Prompt: Rewrite the feather plucking article starting at "Feather plucking birds" and ending at "address that reason.", replacing "destructive behavior" with "harmful behavior".

Excerpt provided:
◆ ◆ ◆
Prepare for unexpected vet bills
An owner will choose a bird based on the character of the bird, but more so because of its beautiful plumage. To suddenly wake up one day to a half-plucked bird and see all those glorious feathers on the floor can be upsetting to the owner. Birds can suddenly develop an over-zealous grooming habit that can turn into an uncontrollable plucking of its own feathers. Feather plucking is a symptom of a problem, maybe your bird is bored, over stimulated, nervous, or confused. Parrots and cockatoos are the worst offenders, but it can happen in any bird. Whatever the reason, you need to find out quickly, before your bird destroys his plumage.
Feather plucking in birds is a frustrating and hard to cure condition or habit in captive birds, it is rarely seen in their wild cousins.
Feather plucking birds have a reason for behaving as they do, the only way to stop this problem is to find the reason for his destructive behavior and address that reason.
The causes of this unfortunate behavior are many and varied, but once you have taken your bird to see your avian veterinarian you may have a clearer picture of what is going on. Medical issues will be need to be ruled out. A blood test can verify the presence of hypothyroidism which is known to be a common reason for feather plucking. Other clues as to the reason for the feather plucking may be revealed through the laboratory work. Hormone abnormalities, lead toxicity, or disease may be present and a need for therapy will be evident. Clinical signs may point to a need for a more humid environment and possibly, your bird’s behavior will indicate that he has emotional stress adding to the problem.
The veterinarian will prescribe medication or supplements if needed (for example, in the case of hypothyroidism or ringworm). Other medicines or nutritional additives will be administered if necessary. Regular spraying or bathing of your bird in warm water will help keep his feathers in good condition; it should be done about twice to three times per week. Most birds enjoy a good misting or soak, whereas others will not but keep it up for feather health. Provide lots of stimulation and interesting things for your bird to do, including items that can be chewed. Birds love chewing things. They don’t have to be expensive toys, it can be clean twigs from nontoxic trees, and cardboard egg boxes. Pine cones (cleaned with no chemicals) are great toys, and rolled up paper ‘sticks’ that they can rip to bits.
If your bird is left alone maybe keep the music or television on (softly) for him. Treats such as hard cheese, cooked egg, chicken or even fish fingers will keep him occupied. Birds are omnivores which means in the wild they will eat most things including caterpillar, insect, or even a small fish. The idea is to provide a happy environment with lots of fun things he can do other than sit and pluck himself. Check out ideas on the internet for homemade toys for your bird. Fitting a collar to prevent him from plucking may only stress him more, but may be worth a try. Your veterinarian can advise on this as it may allow time for the skin and feathers to heal.
As mentioned before, this condition is a matter of trial and error. Birds tend to like steady environments and don’t like change, so don’t go shifting his cage every few days as it could cause stress. Even after breaking the habit, you may wake up one day to a pile of feathers on the cage floor and a relapse. It can be frustrating but keep trying, it will be worth it. Birds have active minds so they need to be kept busy and love solving problems, so don’t always make dinnertime easy for them, make your bird work for his supper by hiding treats within a hollow twig or similar. Keep that busy bird guessing; keep them busy but not too stimulated (it’s a balancing trick) and you should have a bird that keeps his feathers.
◆ ◆ ◆
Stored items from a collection
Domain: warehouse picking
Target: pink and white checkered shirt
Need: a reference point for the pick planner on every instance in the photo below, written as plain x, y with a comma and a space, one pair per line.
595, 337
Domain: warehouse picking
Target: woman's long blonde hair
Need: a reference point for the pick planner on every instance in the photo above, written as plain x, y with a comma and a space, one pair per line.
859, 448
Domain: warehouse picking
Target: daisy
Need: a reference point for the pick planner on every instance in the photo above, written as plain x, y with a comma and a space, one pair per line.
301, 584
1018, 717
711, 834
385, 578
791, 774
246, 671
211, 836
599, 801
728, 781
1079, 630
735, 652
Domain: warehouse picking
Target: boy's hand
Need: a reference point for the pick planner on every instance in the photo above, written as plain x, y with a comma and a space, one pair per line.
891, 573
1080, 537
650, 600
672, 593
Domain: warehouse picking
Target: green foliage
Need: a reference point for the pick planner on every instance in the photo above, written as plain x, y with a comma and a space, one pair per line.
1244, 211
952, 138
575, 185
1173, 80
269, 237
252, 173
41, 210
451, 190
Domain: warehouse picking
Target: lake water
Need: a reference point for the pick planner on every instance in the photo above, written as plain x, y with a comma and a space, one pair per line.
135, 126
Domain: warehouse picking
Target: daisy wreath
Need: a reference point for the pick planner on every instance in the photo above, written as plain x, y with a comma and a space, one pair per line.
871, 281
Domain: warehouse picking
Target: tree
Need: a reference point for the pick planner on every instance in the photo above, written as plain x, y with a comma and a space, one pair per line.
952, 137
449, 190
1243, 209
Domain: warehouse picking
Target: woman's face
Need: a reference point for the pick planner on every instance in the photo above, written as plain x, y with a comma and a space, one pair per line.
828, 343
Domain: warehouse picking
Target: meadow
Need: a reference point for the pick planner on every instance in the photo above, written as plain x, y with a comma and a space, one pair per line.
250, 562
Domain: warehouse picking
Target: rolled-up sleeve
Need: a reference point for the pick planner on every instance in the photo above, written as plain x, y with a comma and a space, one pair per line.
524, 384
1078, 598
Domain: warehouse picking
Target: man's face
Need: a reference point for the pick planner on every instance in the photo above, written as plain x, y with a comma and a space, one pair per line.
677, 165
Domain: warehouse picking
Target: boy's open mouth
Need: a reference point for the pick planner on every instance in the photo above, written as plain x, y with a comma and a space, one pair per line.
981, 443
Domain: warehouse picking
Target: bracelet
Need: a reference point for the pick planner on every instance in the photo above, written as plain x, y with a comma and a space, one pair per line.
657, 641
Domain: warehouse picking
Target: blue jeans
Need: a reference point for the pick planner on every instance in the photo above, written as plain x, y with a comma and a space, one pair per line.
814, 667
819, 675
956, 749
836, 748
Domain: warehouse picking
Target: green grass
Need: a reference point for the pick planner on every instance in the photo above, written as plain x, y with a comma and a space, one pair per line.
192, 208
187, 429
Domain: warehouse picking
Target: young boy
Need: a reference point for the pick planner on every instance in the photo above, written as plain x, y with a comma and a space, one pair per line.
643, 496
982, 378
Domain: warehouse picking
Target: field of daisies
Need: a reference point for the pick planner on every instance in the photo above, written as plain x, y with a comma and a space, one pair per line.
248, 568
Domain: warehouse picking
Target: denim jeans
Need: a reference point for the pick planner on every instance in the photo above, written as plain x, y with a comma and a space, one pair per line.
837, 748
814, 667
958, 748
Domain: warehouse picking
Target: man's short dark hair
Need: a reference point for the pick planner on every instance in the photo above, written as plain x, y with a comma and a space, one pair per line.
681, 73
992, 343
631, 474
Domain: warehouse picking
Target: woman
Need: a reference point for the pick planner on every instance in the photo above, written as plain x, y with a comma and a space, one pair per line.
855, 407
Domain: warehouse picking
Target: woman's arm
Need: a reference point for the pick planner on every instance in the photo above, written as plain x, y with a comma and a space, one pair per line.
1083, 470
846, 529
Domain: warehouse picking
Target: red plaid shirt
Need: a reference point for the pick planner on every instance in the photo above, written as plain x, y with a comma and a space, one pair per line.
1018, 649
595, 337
◆ ◆ ◆
Result of this exercise:
Feather plucking birds have a reason for behaving as they do, the only way to stop this problem is to find the reason for his harmful behavior and address that reason.